* **SOURCE EXCERPT**:
· · · · ·

Sunday, November 27, 2011

So What Are We Doing in Afghanistan?

That's a pretty good question.  I asked it, myself, a lot of times before I ever thought to come here.  Most of my answers to myself were pretty negative.  If you read the papers, you'll think that the only Americans here are soldiers who are constantly getting in firefights or driving over IED's.  You'll also get the idea that Afghanistan is populated only by dirt-poor Taliban who grow poppies for the drug trade during the day and plot ways to kill Americans by night.  You'd think that we're wasting money by the truckload on roads that aren't built and buildings that are falling apart, and giving it away to corrupt officials and crooked contractors.  You'd probably think that we've got no strategy at all, that we're just reacting to whatever the Attack of the Day is, and lying to reporters about how great things are going.  And you'd be wrong.

The reality is far, far, far more complex than that.  I think it's far more complex than even Iraq was.  Iraqis, at least, have an appreciation and understanding of modern ways of doing business, of how government works, what industry is, what schools should do, and so forth.  They may not always act in accordance with what Westerners would do, but they have a fairly good understanding of modern society.  Afghans, in general, don't.  Their country has been in at war for over 30 years now and wasn't very advanced before that.  They've essentially been on international welfare for ages.  (And if you think we know how to get people off welfare, you haven't been paying attention to Detroit, south-central LA, or most any other major city).  The more I learn about Afghanistan, the more complicated it gets.  I'm not alone: this slide below was prepared for General McChrystal to illustrate just how hard it is here:

General McChrystal's response to this was, "When we understand this slide, we'll have won the war".  He wasn't kidding.  Anytime you do anything here, it affects everything else, one way or another.

So now that we've established that this place is hard, and that you the public are probably misinformed, the question is, what's really going on here?  Well, that's like the parable of the three blind men trying to describe an elephant.  I'm just one of those blind guys, grappling with my own little corner of the elephant.  But I think my perspective is a pretty good one.

We're following a strategy that's being driven by a lot of things.  Time and politics are the two primary drivers.  There's a line in the sand that says that the Afghan government will be running the whole show by the end of 2014 and that international forces (including US) will play a minor and supporting role after that.  (Note that this does not say that all US and NATO troops will be out of the country, contrary to what a lot of pundits think).  This timeline is driven primarily by the domestic politics in both the US and Afghanistan.  That's the mission that's been handed down, so the US/NATO military forces, the various embassies, and the Afghan government, are all working unbelievably hard to try to figure out how to do it.

· · · · ·

Collected data entries
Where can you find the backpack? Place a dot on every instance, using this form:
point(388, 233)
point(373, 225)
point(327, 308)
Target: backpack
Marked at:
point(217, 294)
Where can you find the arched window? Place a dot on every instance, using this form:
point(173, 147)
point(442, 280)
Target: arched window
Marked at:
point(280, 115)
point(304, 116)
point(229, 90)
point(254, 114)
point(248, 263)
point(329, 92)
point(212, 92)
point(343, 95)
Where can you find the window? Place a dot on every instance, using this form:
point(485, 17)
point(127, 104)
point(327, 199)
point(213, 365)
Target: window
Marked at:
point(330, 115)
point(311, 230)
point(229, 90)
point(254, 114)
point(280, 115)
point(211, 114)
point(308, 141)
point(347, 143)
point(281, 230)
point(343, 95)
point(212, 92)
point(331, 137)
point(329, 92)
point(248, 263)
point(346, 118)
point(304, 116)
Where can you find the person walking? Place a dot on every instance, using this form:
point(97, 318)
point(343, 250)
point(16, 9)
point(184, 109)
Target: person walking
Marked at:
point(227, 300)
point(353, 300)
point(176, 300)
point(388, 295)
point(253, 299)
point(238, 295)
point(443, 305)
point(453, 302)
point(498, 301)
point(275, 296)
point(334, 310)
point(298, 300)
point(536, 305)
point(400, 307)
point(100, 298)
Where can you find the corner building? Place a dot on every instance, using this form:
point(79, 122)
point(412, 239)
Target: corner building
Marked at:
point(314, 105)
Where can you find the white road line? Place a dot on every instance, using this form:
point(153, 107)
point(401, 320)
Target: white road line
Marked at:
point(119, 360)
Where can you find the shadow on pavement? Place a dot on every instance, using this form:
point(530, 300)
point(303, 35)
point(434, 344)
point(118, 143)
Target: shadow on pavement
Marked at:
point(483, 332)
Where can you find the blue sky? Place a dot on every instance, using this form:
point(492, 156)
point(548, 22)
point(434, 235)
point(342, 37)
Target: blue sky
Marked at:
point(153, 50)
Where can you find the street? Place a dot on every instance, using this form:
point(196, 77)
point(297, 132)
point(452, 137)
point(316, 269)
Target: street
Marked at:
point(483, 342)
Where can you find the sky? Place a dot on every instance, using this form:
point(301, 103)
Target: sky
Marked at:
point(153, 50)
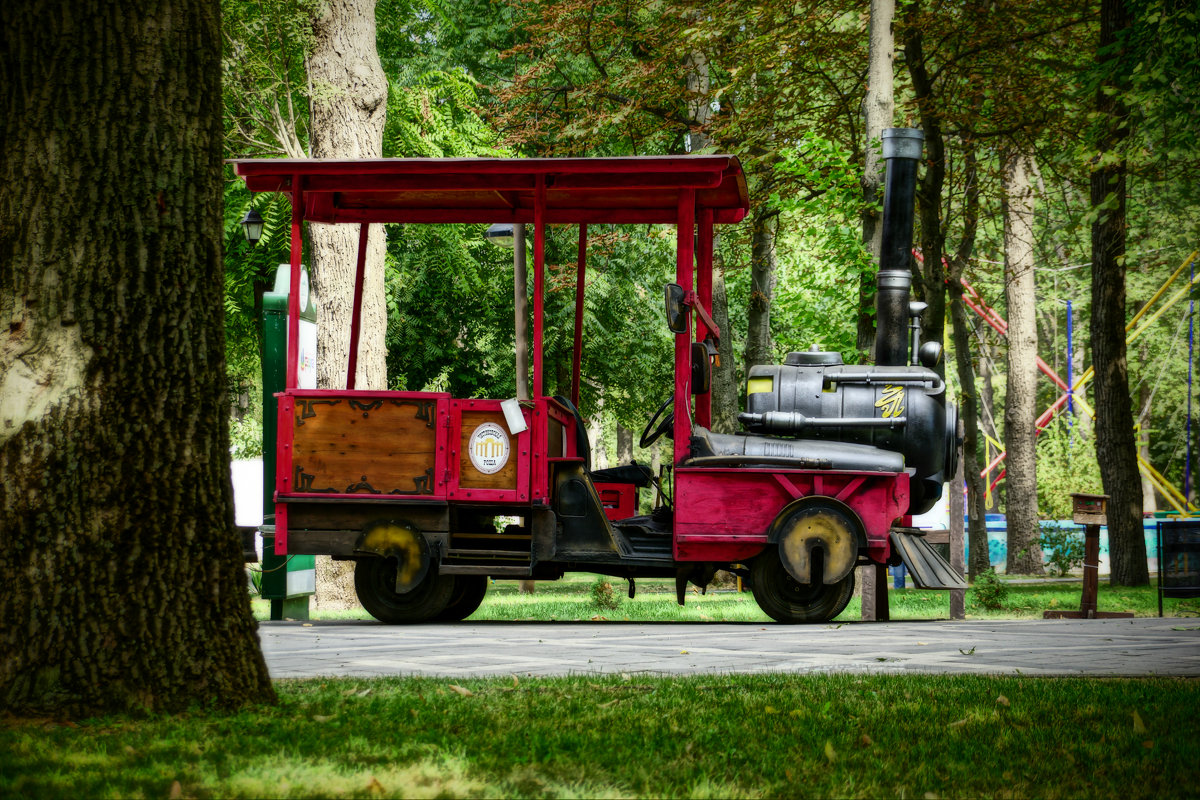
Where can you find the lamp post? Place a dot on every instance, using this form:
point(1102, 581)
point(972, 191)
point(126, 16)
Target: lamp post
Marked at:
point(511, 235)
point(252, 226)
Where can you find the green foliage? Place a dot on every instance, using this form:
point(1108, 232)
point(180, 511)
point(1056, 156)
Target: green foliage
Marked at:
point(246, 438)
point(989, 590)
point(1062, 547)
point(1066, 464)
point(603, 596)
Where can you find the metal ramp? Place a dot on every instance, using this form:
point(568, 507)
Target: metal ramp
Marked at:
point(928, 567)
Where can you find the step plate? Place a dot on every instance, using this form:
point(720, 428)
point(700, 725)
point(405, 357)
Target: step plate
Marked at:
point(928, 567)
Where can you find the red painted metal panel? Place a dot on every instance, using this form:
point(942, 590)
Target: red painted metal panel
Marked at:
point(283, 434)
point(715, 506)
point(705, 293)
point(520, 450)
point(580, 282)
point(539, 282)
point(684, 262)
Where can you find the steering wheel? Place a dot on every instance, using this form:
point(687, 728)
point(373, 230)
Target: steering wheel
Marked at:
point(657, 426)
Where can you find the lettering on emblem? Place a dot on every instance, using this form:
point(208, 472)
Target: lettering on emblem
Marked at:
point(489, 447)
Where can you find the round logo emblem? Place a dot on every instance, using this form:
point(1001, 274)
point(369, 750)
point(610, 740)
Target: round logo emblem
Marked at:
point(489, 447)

· · · · ·

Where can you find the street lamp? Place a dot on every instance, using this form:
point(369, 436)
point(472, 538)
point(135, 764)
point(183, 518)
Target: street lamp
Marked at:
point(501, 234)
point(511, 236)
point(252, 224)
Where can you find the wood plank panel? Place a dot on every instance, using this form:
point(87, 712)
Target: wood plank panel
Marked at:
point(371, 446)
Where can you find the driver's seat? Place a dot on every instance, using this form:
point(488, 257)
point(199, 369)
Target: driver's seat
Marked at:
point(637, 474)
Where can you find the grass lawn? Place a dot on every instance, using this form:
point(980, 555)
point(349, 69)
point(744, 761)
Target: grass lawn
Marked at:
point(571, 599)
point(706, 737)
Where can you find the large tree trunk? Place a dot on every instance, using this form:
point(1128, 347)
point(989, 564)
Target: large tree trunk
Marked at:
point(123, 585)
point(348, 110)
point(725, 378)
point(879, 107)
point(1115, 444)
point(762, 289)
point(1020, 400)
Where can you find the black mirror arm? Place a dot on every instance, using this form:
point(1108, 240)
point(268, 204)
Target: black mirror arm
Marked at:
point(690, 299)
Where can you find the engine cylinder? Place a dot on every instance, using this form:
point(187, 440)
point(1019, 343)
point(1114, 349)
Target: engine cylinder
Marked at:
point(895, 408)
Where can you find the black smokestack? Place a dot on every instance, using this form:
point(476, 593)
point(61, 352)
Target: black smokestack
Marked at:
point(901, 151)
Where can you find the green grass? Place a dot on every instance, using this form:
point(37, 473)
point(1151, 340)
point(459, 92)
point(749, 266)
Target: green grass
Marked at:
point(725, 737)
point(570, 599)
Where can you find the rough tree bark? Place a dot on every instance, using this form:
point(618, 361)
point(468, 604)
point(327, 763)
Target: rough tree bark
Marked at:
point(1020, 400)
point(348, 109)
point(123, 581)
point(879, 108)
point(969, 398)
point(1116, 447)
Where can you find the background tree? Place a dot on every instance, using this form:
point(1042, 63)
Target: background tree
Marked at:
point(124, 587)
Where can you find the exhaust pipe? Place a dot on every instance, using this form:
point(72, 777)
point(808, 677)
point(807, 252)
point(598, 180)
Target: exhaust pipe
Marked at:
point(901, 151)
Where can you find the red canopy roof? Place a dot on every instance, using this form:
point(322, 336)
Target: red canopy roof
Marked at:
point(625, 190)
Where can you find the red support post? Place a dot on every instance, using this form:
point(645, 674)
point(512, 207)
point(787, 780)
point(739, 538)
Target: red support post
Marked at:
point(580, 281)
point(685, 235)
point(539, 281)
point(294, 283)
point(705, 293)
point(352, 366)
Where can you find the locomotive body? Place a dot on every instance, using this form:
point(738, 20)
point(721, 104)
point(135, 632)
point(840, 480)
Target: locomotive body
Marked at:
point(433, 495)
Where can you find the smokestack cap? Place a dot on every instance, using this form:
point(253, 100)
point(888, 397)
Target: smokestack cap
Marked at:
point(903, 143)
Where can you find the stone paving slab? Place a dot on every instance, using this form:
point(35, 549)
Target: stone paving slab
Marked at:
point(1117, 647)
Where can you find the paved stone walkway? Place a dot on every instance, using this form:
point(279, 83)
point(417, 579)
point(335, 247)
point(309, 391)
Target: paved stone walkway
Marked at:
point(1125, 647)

· · · · ·

* **GOALS**:
#1 Reproduce the passage of the blog post on Afghanistan from "That's a pretty" up to and including "you'd be wrong.".
#2 According to the blog post on Afghanistan, by the end of what year is the Afghan government supposed to be running the whole show?
#3 Extend the blog post on Afghanistan with a continuation that begins after its final sentence.

* **THE ANSWERS**:
#1
That's a pretty good question.  I asked it, myself, a lot of times before I ever thought to come here.  Most of my answers to myself were pretty negative.  If you read the papers, you'll think that the only Americans here are soldiers who are constantly getting in firefights or driving over IED's.  You'll also get the idea that Afghanistan is populated only by dirt-poor Taliban who grow poppies for the drug trade during the day and plot ways to kill Americans by night.  You'd think that we're wasting money by the truckload on roads that aren't built and buildings that are falling apart, and giving it away to corrupt officials and crooked contractors.  You'd probably think that we've got no strategy at all, that we're just reacting to whatever the Attack of the Day is, and lying to reporters about how great things are going.  And you'd be wrong.

#2 By the end of 2014.

#3
Our mission is to build the capability of the Afghan society, primarily the government, to manage their own affairs.  That means teaching them effective leadership and management skills and helping them build organizations that can function.  We're helping them establish ways to budget for, and then carry out, essential services.  We're building up Afghan security forces that can maintain control of the country and keep insurgents marginalized.  We're laying the groundwork for economic growth so that more people can have jobs and less incentive to plant bombs.

For years, we've been doing a lot of this stuff for them.  People told us they needed a road, we built them a road.  They needed electrical power, we put up a diesel generator plant and distribution system, and then provided the fuel to run it.  We became a "shadow government" because we know how to do things, while the Afghan government was not capable of providing those services.  But we can't do this anymore.  It's time to get the Afghans to learn how to do their own road maintenance, collect fees for electrical service, and provide fuel for the generators.  So we've shifted our focus to training, mentoring, and assisting the Afghan government to do these functions for themselves.  This has been going on now for a couple of years.  We've already transitioned some areas over to Afghan control and they're running the show there.  In three years, it'll all be under Afghan control.

I've been involved in planning efforts for our corner of Afghanistan, which includes the provinces of Kandahar, Uruzgan, Daykundi, and Zabul, all in the southern part of the country.  Our military and civilian team has been following an extremely complex and thorough planning process.  Basically it starts three years out with what the situation should be at the end of 2014, and works backwards, identifying what needs to happen in order to get to that point.  It identifies the risks, opportunities, hard-and-fast requirements for specific actions, assumptions, facts, best-guesses, resources, and much, much more.  There are dozens of people involved, representing dozens of organizations, all of which are putting some of their best minds to it.  For weeks now, we've been doing an iterative process: breaking off into specialized groups, brainstorming, identifying the key issues, discussing with other groups, comparing notes, re-working everything, doing everything we can to develop a solid campaign plan that can effectively achieve the mission, and is robust enough to handle the unexpected.  The end result will be a campaign plan that will guide operations over the next few years.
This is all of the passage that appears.